= Excerpt to read =
Duplicates. It is in fact not a surprise to have data of a subject entered more than once, especially in studies with more than one person performing the data entry.

Missing values. They may due to data missing on the data collection forms or data that were not entered. Therefore, we should also be conscious of the second source of missing values.
Eventually, we do hope to have a decent set of data for subsequent analysis.
Descriptive statistics
This is the time when we want to characterize our sample. The choice of descriptive statistics depends on the data types.
Nominal data or ordinal data with not too many levels (say <5) should be summarized by frequency and percentage. Ordinal data with many levels or quantitative data may be summarised by either the median and interquartile range (IQR), or the mean and standard deviation (SD). Ideally, if the Normal distribution appears to fit the data, the mean and the SD are preferable as they are often more easily handled mathematically. Practically, it will be good to have at least a rough check by examining the difference between the mean and the median. A larger difference informs the need of reporting the median and the IQR; otherwise, report the mean and the SD.

= About this exercise =
Pick up the passage on data checking and descriptive statistics after its final sentence and continue writing it.

Collected data
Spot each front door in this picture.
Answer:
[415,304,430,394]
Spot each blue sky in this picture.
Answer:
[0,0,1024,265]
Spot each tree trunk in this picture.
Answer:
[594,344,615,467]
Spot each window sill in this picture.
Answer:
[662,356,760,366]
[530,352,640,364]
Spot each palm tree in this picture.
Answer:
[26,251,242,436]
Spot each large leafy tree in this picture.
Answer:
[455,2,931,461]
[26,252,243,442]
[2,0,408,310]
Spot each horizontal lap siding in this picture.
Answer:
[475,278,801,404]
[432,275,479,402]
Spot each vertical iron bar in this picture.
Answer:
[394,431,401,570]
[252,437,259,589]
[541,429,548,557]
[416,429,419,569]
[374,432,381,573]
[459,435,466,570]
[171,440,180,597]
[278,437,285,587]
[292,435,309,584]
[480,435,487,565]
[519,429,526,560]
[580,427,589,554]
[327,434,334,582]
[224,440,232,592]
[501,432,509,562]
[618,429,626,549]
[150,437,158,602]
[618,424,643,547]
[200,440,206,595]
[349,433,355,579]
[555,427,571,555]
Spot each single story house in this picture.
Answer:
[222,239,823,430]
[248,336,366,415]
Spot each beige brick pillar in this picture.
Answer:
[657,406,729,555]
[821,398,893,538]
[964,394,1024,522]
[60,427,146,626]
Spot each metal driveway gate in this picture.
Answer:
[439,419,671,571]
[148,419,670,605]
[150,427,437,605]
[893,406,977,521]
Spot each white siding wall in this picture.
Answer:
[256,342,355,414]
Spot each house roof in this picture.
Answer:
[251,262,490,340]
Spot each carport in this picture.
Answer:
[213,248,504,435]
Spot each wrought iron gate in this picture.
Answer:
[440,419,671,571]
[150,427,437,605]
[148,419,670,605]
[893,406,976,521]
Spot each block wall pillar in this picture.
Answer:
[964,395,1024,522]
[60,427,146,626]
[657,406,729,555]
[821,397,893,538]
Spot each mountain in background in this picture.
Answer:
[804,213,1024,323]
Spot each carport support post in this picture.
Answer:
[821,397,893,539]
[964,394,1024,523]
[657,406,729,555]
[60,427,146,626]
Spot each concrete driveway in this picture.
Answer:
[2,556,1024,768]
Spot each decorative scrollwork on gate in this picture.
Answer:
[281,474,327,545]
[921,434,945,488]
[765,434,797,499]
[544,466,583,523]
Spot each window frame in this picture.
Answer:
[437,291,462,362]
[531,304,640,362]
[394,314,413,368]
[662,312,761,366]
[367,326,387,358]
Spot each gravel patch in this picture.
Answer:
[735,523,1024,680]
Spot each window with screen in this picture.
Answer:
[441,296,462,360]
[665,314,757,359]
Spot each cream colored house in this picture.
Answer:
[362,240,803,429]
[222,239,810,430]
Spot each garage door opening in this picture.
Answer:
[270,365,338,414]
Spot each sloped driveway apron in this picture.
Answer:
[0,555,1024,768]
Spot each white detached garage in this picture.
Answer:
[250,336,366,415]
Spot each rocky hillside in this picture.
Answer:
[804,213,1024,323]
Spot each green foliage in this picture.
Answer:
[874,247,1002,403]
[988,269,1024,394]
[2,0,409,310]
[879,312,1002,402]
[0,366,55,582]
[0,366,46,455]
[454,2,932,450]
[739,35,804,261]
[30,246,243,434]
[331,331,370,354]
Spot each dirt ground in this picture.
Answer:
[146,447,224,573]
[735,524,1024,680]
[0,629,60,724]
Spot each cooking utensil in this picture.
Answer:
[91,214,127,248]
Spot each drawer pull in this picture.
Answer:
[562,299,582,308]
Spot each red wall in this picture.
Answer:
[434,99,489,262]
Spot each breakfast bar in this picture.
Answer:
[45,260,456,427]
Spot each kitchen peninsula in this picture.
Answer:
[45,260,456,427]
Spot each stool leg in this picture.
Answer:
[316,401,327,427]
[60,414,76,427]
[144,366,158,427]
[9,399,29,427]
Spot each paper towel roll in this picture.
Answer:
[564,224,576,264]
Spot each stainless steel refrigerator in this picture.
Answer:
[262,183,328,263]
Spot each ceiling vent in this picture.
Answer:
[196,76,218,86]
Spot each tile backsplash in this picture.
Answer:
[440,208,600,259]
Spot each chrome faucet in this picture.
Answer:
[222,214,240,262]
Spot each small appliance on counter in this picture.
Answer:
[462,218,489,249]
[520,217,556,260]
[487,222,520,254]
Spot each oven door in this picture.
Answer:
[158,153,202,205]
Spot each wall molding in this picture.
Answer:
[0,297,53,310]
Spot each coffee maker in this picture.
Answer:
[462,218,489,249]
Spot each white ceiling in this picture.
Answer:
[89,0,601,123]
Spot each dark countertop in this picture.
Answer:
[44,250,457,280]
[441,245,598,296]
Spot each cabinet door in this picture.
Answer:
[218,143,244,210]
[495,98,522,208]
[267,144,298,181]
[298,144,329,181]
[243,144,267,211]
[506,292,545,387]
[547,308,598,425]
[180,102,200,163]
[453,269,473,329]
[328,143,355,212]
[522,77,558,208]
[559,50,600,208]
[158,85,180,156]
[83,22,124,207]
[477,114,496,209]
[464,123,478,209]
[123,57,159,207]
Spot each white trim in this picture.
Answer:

= Answer section =
In any case, we also need to report, for each variable, the number of subjects with values obtained. Conclusions on variables with a lot of missing values are often not trustworthy no matter what analysis is performed.
Inferential statistics
Since we often operate on samples but not the populations of interest, we need to infer our results derived from a sample to the population. The statistical methods to be used may vary widely in different situations. One needs good knowledge as well as experience before one can be confident and competent in formulating an analysis strategy.
Pvalue is inevitably an important statistical tool for decision making. An easy interpretation of a pvalue is the observed chance of committing a false positive error. Therefore, we reject the null hypothesis when the chance of committing a false positive error is affordably small.
The American Statistical Association (ASA) has stipulated six statements on pvalue (Wasserstein & Lazar, 2016):

Pvalues can indicate how incompatible the data are with a specified statistical model.

Pvalues do not measure the probability that the studied hypothesis is true, or the probability that the data were produced by random chance alone.

Scientific conclusions and business or policy decisions should not be based only on whether a pvalue passes a specific threshold.

Proper inference requires full reporting and transparency.

A pvalue, or statistical significance, does not measure the size of an effect or the importance of a result.

By itself, a pvalue does not provide a good measure of evidence regarding a model or hypothesis.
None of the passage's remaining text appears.